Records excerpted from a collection
:::

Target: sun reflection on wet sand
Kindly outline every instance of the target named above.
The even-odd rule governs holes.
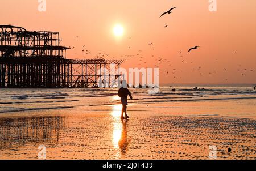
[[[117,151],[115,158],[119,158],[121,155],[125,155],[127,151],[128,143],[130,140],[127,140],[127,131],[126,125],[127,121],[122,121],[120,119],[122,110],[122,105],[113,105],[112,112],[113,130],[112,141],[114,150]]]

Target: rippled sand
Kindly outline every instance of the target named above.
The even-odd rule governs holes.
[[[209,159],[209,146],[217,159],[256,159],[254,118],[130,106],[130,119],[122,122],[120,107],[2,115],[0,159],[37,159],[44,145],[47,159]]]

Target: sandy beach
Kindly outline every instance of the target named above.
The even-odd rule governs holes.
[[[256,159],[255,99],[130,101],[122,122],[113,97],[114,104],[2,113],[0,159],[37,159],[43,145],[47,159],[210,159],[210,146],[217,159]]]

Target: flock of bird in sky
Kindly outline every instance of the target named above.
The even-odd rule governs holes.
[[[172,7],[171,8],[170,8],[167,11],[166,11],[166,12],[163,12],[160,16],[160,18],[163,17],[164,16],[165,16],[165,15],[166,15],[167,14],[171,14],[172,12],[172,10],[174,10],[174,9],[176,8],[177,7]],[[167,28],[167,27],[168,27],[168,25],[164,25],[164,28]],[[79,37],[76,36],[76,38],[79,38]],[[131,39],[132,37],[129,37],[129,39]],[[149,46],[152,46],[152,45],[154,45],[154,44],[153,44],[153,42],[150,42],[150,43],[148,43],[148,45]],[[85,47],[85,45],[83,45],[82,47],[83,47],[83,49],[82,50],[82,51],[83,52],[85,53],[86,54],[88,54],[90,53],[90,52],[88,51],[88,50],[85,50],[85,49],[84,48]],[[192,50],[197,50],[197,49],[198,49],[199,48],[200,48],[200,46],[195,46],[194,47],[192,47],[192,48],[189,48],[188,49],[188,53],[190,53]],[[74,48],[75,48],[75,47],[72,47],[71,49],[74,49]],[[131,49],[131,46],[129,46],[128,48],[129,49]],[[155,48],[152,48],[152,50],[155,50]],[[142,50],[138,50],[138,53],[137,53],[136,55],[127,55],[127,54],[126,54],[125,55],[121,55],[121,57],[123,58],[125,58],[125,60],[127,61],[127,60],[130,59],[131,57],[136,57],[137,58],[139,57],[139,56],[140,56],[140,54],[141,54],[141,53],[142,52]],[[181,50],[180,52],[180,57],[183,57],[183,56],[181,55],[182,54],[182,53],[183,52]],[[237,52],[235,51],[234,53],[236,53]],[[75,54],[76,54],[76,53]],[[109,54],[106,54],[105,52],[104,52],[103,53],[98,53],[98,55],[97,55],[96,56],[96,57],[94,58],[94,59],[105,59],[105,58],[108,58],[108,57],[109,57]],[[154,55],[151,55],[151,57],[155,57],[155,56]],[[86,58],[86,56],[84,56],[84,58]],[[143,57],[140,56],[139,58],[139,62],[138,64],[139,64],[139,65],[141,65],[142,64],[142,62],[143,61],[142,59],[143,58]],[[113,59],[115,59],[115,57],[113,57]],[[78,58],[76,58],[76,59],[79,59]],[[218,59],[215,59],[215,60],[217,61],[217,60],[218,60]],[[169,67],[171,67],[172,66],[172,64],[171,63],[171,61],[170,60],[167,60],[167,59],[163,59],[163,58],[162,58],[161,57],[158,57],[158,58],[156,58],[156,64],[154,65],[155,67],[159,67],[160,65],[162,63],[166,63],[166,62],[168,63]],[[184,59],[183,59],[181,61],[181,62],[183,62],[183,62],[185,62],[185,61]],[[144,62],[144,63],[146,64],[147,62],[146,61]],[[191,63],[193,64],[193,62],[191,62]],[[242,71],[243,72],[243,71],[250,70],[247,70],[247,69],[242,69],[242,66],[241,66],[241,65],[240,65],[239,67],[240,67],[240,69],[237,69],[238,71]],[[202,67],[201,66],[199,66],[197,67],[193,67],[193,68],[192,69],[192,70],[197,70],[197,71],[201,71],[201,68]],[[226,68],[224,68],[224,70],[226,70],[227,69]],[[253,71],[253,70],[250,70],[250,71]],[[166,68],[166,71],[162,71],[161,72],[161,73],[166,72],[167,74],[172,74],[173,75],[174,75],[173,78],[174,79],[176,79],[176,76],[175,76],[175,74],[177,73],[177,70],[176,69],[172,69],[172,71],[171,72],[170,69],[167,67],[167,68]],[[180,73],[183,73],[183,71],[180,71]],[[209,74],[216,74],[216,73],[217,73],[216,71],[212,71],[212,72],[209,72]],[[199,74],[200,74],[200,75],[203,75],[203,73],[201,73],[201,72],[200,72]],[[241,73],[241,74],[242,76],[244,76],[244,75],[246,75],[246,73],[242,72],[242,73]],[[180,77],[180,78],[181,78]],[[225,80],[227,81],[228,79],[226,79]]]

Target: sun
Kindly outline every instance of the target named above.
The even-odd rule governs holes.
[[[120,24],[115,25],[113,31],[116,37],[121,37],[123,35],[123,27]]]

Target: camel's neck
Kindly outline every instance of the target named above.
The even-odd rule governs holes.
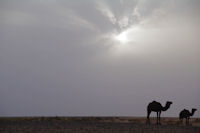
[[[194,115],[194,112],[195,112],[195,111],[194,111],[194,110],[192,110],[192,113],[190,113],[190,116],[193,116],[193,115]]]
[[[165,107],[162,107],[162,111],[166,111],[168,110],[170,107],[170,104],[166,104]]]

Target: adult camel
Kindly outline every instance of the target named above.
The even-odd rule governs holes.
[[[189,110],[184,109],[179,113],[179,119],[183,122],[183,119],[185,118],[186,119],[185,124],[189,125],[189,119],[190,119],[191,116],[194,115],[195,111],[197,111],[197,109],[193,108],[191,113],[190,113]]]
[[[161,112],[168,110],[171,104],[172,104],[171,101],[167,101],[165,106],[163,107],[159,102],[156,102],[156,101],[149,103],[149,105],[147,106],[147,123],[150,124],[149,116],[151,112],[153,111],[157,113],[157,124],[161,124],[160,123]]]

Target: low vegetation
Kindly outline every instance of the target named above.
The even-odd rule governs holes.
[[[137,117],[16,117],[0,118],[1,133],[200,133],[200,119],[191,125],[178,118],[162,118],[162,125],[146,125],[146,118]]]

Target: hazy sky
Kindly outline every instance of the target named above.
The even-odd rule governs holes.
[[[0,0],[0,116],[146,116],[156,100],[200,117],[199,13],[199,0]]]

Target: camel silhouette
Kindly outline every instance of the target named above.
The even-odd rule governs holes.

:::

= Aim =
Quote every entry exactly, with the pictures omitted.

= Result for this task =
Target: sun reflection on wet sand
Kindly outline every instance of the target named above.
The even-odd rule governs holes.
[[[117,151],[115,158],[119,158],[121,155],[125,155],[127,151],[128,143],[130,140],[127,140],[127,131],[126,125],[127,121],[122,121],[120,119],[122,110],[122,105],[113,105],[112,112],[113,130],[112,141],[114,150]]]

Target: rippled sand
Kindly outline every instance of the target named above.
The even-odd rule governs holes.
[[[209,159],[209,146],[217,159],[256,159],[254,118],[130,106],[130,119],[122,122],[120,107],[2,115],[0,159],[37,159],[44,145],[47,159]]]

Target: sandy beach
Kindly outline every instance of the target named above.
The even-odd rule governs holes.
[[[256,159],[255,99],[130,101],[122,122],[113,97],[114,104],[2,113],[0,159],[37,159],[43,145],[47,159],[210,159],[210,146],[217,159]]]

Target: flock of bird in sky
Kindly outline every instance of the target named above.
The even-odd rule governs holes.
[[[172,7],[171,8],[170,8],[167,11],[166,11],[166,12],[163,12],[160,16],[160,18],[163,17],[164,16],[165,16],[165,15],[166,15],[167,14],[171,14],[172,12],[172,10],[174,10],[174,9],[176,8],[177,7]],[[167,28],[167,27],[168,27],[168,25],[164,25],[164,28]],[[79,37],[76,36],[76,38],[79,38]],[[131,39],[132,37],[129,37],[129,39]],[[149,46],[152,46],[152,45],[154,45],[154,44],[153,44],[153,42],[150,42],[150,43],[148,43],[148,45]],[[85,47],[85,45],[83,45],[82,47],[83,47],[83,49],[82,50],[82,51],[83,52],[85,53],[86,54],[88,54],[90,53],[90,52],[88,51],[88,50],[85,50],[85,49],[84,48]],[[192,50],[197,50],[197,49],[198,49],[199,48],[200,48],[200,46],[195,46],[194,47],[192,47],[192,48],[189,48],[188,49],[188,53],[190,53]],[[74,48],[75,48],[75,47],[72,47],[71,49],[74,49]],[[131,49],[131,46],[129,46],[128,48],[129,49]],[[155,48],[152,48],[152,50],[155,50]],[[142,50],[138,50],[138,53],[137,53],[136,55],[127,55],[127,54],[126,54],[125,55],[121,55],[121,57],[123,58],[125,58],[125,60],[127,61],[127,60],[130,59],[131,57],[136,57],[137,58],[139,57],[139,56],[140,56],[140,54],[141,54],[141,53],[142,52]],[[181,50],[180,52],[180,57],[183,57],[183,56],[181,55],[182,54],[182,53],[183,52]],[[237,52],[235,51],[234,53],[236,53]],[[75,54],[76,54],[76,53]],[[109,54],[106,54],[105,52],[104,52],[103,53],[98,53],[98,55],[97,55],[96,56],[96,57],[94,58],[94,59],[105,59],[105,58],[108,58],[108,57],[109,57]],[[154,55],[151,55],[151,57],[155,57],[155,56]],[[86,58],[86,56],[84,56],[84,58]],[[143,57],[140,56],[139,58],[139,62],[138,64],[139,64],[139,65],[141,65],[142,64],[142,62],[143,61],[142,59],[143,58]],[[113,59],[115,59],[115,57],[113,57]],[[78,58],[76,58],[76,59],[79,59]],[[218,59],[215,59],[215,60],[217,61],[217,60],[218,60]],[[169,67],[171,67],[172,66],[172,64],[171,63],[171,61],[170,60],[167,60],[167,59],[163,59],[163,58],[162,58],[161,57],[158,57],[158,58],[156,58],[156,64],[154,65],[155,67],[159,67],[160,65],[162,63],[166,63],[166,62],[168,63]],[[184,59],[183,59],[181,61],[181,62],[183,62],[183,62],[185,62],[185,61]],[[144,62],[144,63],[146,64],[147,62],[146,61]],[[191,63],[193,64],[193,62],[191,62]],[[242,71],[243,72],[243,71],[250,70],[247,70],[247,69],[242,69],[242,66],[241,66],[241,65],[240,65],[239,67],[240,67],[240,69],[237,69],[238,71]],[[202,67],[201,66],[199,66],[197,67],[193,67],[193,68],[192,69],[192,70],[197,70],[197,71],[201,71],[201,68]],[[226,68],[224,68],[224,70],[226,70],[227,69]],[[253,71],[253,70],[250,70],[250,71]],[[166,68],[166,71],[162,71],[161,72],[161,73],[166,72],[167,74],[172,74],[173,75],[174,75],[173,78],[174,79],[176,79],[176,76],[175,76],[175,74],[177,73],[177,70],[176,69],[172,69],[172,71],[171,72],[170,69],[167,67],[167,68]],[[180,73],[183,73],[183,71],[180,71]],[[209,74],[216,74],[216,73],[217,73],[216,71],[212,71],[212,72],[209,72]],[[199,74],[200,74],[200,75],[203,75],[203,73],[201,73],[201,72],[200,72]],[[241,73],[241,74],[242,76],[244,76],[244,75],[246,75],[246,73],[242,72],[242,73]],[[180,77],[180,78],[181,78]],[[225,80],[227,81],[228,79],[226,79]]]

Target: sun
Kindly outline every instance of the target named above.
The even-odd rule governs holes.
[[[120,24],[115,25],[113,31],[116,37],[121,37],[123,35],[123,27]]]

Target: camel's neck
Kindly outline every instance of the target named above.
The even-odd rule governs holes.
[[[194,115],[194,112],[195,112],[195,111],[194,111],[194,110],[192,110],[192,113],[190,113],[190,116],[193,116],[193,115]]]
[[[165,107],[162,107],[162,111],[166,111],[168,110],[170,107],[170,104],[166,104]]]

Target: adult camel
Kindly outline every instance of the target named above.
The even-odd rule governs holes.
[[[189,110],[184,109],[179,113],[179,119],[183,122],[183,119],[185,118],[186,119],[185,124],[189,125],[189,119],[190,119],[191,116],[194,115],[195,111],[197,111],[197,109],[193,108],[191,113],[190,113]]]
[[[161,112],[168,110],[171,104],[172,104],[171,101],[167,101],[165,106],[163,107],[159,102],[156,102],[156,101],[149,103],[149,105],[147,106],[147,123],[150,124],[149,116],[151,112],[153,111],[157,113],[157,124],[161,124],[160,123]]]

Target: low vegetation
Kindly outline every instance of the target named above.
The even-odd rule governs holes.
[[[137,117],[16,117],[0,118],[1,133],[200,133],[200,119],[191,125],[178,118],[162,118],[162,125],[146,125],[146,118]]]

Target: hazy sky
Kindly outline every instance of the target named above.
The even-odd rule governs holes.
[[[0,0],[0,116],[146,116],[156,100],[200,117],[199,13],[199,0]]]

Target: camel silhouette
Kindly outline every instance of the target named above.
The even-odd rule governs holes.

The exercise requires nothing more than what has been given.